§ Exercise directions
Rewrite every line of the entries below as a JSON list of strings, one string per line, with blank lines omitted.

Begin Dataset rows

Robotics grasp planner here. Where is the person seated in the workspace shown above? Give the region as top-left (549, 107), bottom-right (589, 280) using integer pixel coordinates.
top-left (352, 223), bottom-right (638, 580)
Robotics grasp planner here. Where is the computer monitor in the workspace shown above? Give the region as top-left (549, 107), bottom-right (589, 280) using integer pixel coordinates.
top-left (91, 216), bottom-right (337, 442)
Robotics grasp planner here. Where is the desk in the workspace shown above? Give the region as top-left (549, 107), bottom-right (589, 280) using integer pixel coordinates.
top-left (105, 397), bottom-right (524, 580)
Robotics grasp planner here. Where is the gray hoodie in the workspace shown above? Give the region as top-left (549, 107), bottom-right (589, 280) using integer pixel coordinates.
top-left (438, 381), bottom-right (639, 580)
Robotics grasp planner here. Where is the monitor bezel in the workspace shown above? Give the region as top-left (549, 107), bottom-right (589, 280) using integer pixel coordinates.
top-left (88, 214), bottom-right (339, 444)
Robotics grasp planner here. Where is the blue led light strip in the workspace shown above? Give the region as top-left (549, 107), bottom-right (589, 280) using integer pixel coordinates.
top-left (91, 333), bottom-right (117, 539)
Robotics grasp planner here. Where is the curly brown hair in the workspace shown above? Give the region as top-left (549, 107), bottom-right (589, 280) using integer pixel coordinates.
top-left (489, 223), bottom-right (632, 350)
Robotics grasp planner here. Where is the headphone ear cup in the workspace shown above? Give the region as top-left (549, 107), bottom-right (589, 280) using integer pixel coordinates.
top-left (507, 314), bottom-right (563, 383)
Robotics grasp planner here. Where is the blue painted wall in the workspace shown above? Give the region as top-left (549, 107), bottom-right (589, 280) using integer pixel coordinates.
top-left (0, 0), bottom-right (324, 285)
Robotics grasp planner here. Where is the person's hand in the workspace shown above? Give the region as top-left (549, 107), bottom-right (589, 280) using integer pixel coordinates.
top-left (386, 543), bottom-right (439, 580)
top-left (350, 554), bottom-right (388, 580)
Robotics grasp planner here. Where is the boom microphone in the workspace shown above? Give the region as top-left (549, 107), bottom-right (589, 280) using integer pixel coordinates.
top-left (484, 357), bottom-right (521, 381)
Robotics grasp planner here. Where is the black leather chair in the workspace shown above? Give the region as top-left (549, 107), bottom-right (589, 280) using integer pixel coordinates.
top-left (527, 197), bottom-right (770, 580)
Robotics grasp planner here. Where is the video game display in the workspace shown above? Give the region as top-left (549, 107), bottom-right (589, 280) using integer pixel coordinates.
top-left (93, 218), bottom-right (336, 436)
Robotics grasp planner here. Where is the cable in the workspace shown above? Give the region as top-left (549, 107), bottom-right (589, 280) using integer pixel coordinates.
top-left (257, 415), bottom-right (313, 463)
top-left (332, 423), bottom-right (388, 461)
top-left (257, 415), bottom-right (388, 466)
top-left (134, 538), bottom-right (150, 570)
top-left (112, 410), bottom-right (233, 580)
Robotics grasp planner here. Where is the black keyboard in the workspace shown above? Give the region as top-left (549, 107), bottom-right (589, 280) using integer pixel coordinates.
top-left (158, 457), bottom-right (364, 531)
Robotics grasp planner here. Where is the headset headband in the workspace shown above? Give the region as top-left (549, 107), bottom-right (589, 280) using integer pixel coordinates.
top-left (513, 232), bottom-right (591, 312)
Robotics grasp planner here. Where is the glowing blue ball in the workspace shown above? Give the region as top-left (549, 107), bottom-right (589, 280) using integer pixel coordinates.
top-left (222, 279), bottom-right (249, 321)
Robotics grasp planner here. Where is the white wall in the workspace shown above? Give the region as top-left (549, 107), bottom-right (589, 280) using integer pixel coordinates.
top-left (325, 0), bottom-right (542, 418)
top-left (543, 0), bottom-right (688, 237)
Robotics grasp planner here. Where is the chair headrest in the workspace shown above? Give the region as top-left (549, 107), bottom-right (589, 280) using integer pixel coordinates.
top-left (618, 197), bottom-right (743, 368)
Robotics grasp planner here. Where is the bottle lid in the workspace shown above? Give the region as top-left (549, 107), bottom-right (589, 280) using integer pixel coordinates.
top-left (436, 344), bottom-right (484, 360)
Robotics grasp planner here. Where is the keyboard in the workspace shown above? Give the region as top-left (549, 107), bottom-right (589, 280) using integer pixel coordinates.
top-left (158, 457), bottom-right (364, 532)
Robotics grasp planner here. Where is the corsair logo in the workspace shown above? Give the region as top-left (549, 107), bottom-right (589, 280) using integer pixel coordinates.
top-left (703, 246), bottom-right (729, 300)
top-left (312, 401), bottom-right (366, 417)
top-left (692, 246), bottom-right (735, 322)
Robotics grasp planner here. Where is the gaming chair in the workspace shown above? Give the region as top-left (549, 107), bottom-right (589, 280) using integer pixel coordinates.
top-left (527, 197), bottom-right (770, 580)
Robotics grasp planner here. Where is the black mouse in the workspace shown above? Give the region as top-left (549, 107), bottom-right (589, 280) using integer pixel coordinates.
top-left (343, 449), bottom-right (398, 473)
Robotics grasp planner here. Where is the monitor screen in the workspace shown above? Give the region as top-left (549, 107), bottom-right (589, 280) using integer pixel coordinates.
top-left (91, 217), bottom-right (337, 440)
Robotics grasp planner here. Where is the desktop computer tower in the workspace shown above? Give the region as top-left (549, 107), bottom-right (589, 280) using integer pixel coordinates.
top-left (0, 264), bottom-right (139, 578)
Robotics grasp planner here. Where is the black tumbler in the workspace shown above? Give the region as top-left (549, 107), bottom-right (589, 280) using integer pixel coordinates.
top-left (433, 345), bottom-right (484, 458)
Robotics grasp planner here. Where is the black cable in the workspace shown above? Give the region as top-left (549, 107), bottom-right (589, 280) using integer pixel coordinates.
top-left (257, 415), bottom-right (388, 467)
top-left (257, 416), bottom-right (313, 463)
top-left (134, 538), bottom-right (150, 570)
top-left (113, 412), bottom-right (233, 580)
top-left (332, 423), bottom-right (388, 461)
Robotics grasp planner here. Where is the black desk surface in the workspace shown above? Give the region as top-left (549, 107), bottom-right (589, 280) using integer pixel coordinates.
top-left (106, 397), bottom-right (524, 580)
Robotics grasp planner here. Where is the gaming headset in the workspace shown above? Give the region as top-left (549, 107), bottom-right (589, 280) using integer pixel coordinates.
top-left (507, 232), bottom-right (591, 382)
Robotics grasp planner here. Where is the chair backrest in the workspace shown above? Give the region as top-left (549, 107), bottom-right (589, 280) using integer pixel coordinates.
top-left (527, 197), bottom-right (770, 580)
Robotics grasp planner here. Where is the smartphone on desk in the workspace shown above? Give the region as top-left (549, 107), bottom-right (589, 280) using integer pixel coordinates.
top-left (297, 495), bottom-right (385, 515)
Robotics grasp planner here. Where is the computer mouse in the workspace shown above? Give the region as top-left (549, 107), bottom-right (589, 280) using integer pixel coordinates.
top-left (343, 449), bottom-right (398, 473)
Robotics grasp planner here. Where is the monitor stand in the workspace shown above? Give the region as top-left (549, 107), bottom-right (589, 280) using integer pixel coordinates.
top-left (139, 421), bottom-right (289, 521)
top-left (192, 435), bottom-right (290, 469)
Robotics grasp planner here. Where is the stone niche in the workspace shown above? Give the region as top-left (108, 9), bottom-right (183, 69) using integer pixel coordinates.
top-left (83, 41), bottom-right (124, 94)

End Dataset rows

§ Expected answer
[
  "Robotics grasp planner here. Where is the person seated in the workspace shown above? Give the region as top-left (549, 107), bottom-right (589, 280) using integer pixel coordinates.",
  "top-left (352, 223), bottom-right (638, 580)",
  "Robotics grasp planner here. Where is the computer monitor in the workspace shown above? Give the region as top-left (549, 107), bottom-right (589, 280) using integer pixel coordinates.",
  "top-left (91, 216), bottom-right (337, 442)",
  "Robotics grasp planner here. Where is the desk in the workspace shown above? Give the region as top-left (549, 107), bottom-right (589, 280) using integer pixel coordinates.",
  "top-left (105, 397), bottom-right (524, 580)",
  "Robotics grasp planner here. Where is the gray hoodie in the workspace shown above? Give the region as top-left (549, 107), bottom-right (589, 280) using integer pixel coordinates.",
  "top-left (438, 381), bottom-right (639, 580)",
  "Robotics grasp planner here. Where is the monitor bezel in the workspace shown above? Give the region as top-left (549, 107), bottom-right (589, 280) using integer pixel coordinates.",
  "top-left (88, 214), bottom-right (339, 444)",
  "Robotics grasp planner here. Where is the blue led light strip in the workspace shown above? Give the region as top-left (549, 107), bottom-right (589, 280) using integer pixel coordinates.",
  "top-left (91, 333), bottom-right (117, 539)",
  "Robotics grasp planner here. Where is the curly brown hair in the workspace shown above? Give the region as top-left (549, 107), bottom-right (589, 280) using integer pixel coordinates.",
  "top-left (489, 223), bottom-right (632, 350)",
  "Robotics grasp planner here. Where is the headphone ear cup in the workspace shown above? Give the region as top-left (549, 107), bottom-right (589, 280) using integer pixel coordinates.",
  "top-left (507, 314), bottom-right (563, 383)",
  "Robotics grasp planner here. Where is the blue painted wall in the workspace shown above? Give the region as top-left (549, 107), bottom-right (589, 280) using integer pixel coordinates.",
  "top-left (0, 0), bottom-right (324, 285)",
  "Robotics grasp planner here. Where is the person's hand in the workspace shown above? Give the region as top-left (549, 107), bottom-right (589, 280) using integer pixel coordinates.",
  "top-left (386, 543), bottom-right (439, 580)",
  "top-left (350, 554), bottom-right (388, 580)",
  "Robotics grasp planner here. Where is the boom microphone in the workspace shown above? Give the region as top-left (549, 107), bottom-right (589, 280) using integer pixel coordinates.",
  "top-left (484, 357), bottom-right (521, 381)",
  "Robotics grasp planner here. Where is the black leather chair in the workspace shown above? Give the region as top-left (549, 107), bottom-right (589, 280) using integer pixel coordinates.",
  "top-left (527, 197), bottom-right (770, 580)",
  "Robotics grasp planner here. Where is the video game display in the workspace shown above? Give the region as top-left (549, 107), bottom-right (589, 280) using integer pixel coordinates.",
  "top-left (93, 218), bottom-right (336, 436)",
  "Robotics grasp planner here. Where is the cable in the workspace shown above? Give the region as top-left (549, 107), bottom-right (589, 280) using integer pixel coordinates.",
  "top-left (257, 415), bottom-right (313, 463)",
  "top-left (332, 423), bottom-right (388, 461)",
  "top-left (257, 415), bottom-right (388, 466)",
  "top-left (134, 538), bottom-right (150, 570)",
  "top-left (112, 410), bottom-right (233, 580)",
  "Robotics grasp planner here. Where is the black keyboard in the workspace shown above? Give the region as top-left (549, 107), bottom-right (589, 280) using integer pixel coordinates.",
  "top-left (158, 457), bottom-right (364, 531)",
  "Robotics grasp planner here. Where is the headset headband in the workspace shown above? Give the region as top-left (549, 107), bottom-right (589, 280) using integer pixel coordinates.",
  "top-left (513, 232), bottom-right (591, 312)",
  "Robotics grasp planner here. Where is the glowing blue ball in the workspace shown above? Give the region as top-left (549, 107), bottom-right (589, 280) using integer pixel coordinates.",
  "top-left (222, 279), bottom-right (249, 321)",
  "Robotics grasp planner here. Where is the white wall in the workspace shown above? Give the region as top-left (549, 107), bottom-right (589, 280) using integer pixel coordinates.",
  "top-left (325, 0), bottom-right (542, 418)",
  "top-left (543, 0), bottom-right (688, 237)",
  "Robotics grasp planner here. Where is the chair headrest in the workspace shown above? Give the region as top-left (549, 107), bottom-right (589, 280) using integer pixel coordinates.",
  "top-left (618, 197), bottom-right (743, 368)",
  "Robotics grasp planner here. Where is the bottle lid in the workspace shown above? Give the region as top-left (549, 107), bottom-right (589, 280) using integer pixel coordinates.",
  "top-left (436, 344), bottom-right (484, 360)",
  "Robotics grasp planner here. Where is the keyboard in the workspace shown above? Give the region as top-left (549, 107), bottom-right (589, 280) using integer pixel coordinates.",
  "top-left (158, 457), bottom-right (364, 532)",
  "Robotics grasp planner here. Where is the corsair logo in the workspace shown above? Give the region as top-left (549, 107), bottom-right (589, 280) using integer pixel coordinates.",
  "top-left (703, 246), bottom-right (729, 300)",
  "top-left (312, 401), bottom-right (366, 417)",
  "top-left (692, 246), bottom-right (735, 322)",
  "Robotics grasp planner here. Where is the gaming chair in the workspace shown above? Give the region as top-left (549, 107), bottom-right (589, 280) using integer pixel coordinates.",
  "top-left (527, 197), bottom-right (770, 580)",
  "Robotics grasp planner here. Where is the black mouse in the workspace shown above? Give the region as top-left (549, 107), bottom-right (589, 280) using integer pixel coordinates.",
  "top-left (343, 449), bottom-right (398, 473)",
  "Robotics grasp planner here. Where is the monitor screen in the workspace shown above? Give the region as top-left (549, 107), bottom-right (589, 280) using integer pixel coordinates.",
  "top-left (91, 217), bottom-right (337, 440)",
  "Robotics grasp planner here. Where is the desktop computer tower in the workspace shown above? Give the region as top-left (549, 107), bottom-right (589, 280) using integer pixel coordinates.",
  "top-left (0, 264), bottom-right (139, 578)",
  "Robotics grasp planner here. Where is the black tumbler in the workspace shown above? Give the region as top-left (549, 107), bottom-right (589, 280) using integer pixel coordinates.",
  "top-left (433, 345), bottom-right (484, 458)",
  "Robotics grasp planner here. Where is the black cable in the workspace shown above? Give the region as top-left (549, 107), bottom-right (589, 280) using integer pixel coordinates.",
  "top-left (257, 415), bottom-right (388, 467)",
  "top-left (257, 416), bottom-right (313, 463)",
  "top-left (134, 538), bottom-right (150, 570)",
  "top-left (113, 412), bottom-right (233, 580)",
  "top-left (332, 423), bottom-right (388, 461)",
  "Robotics grasp planner here. Where is the black desk surface in the workspace shown above? Give the region as top-left (549, 107), bottom-right (589, 280) using integer pixel coordinates.",
  "top-left (106, 397), bottom-right (524, 580)",
  "Robotics grasp planner here. Where is the gaming headset in the workspace shown above? Give the region as top-left (549, 107), bottom-right (589, 280) using integer pixel coordinates.",
  "top-left (507, 232), bottom-right (591, 382)",
  "Robotics grasp planner here. Where is the chair backrest in the workspace shown above? Give the region as top-left (549, 107), bottom-right (589, 280) using integer pixel coordinates.",
  "top-left (527, 197), bottom-right (770, 580)",
  "Robotics grasp planner here. Where is the smartphone on desk in the workspace shown above? Give the region as top-left (549, 107), bottom-right (589, 280) using integer pixel coordinates.",
  "top-left (297, 495), bottom-right (385, 515)",
  "Robotics grasp planner here. Where is the computer mouse in the workspace shown above? Give the region as top-left (549, 107), bottom-right (589, 280) using integer pixel coordinates.",
  "top-left (343, 449), bottom-right (398, 473)",
  "Robotics grasp planner here. Where is the monitor stand in the workspace shown above? Give the region as top-left (549, 107), bottom-right (589, 280) using integer pixel coordinates.",
  "top-left (139, 421), bottom-right (289, 521)",
  "top-left (192, 435), bottom-right (290, 469)",
  "Robotics grasp planner here. Where is the stone niche in the workspace shown above? Give the region as top-left (108, 9), bottom-right (183, 69) using integer pixel coordinates.",
  "top-left (83, 41), bottom-right (124, 94)"
]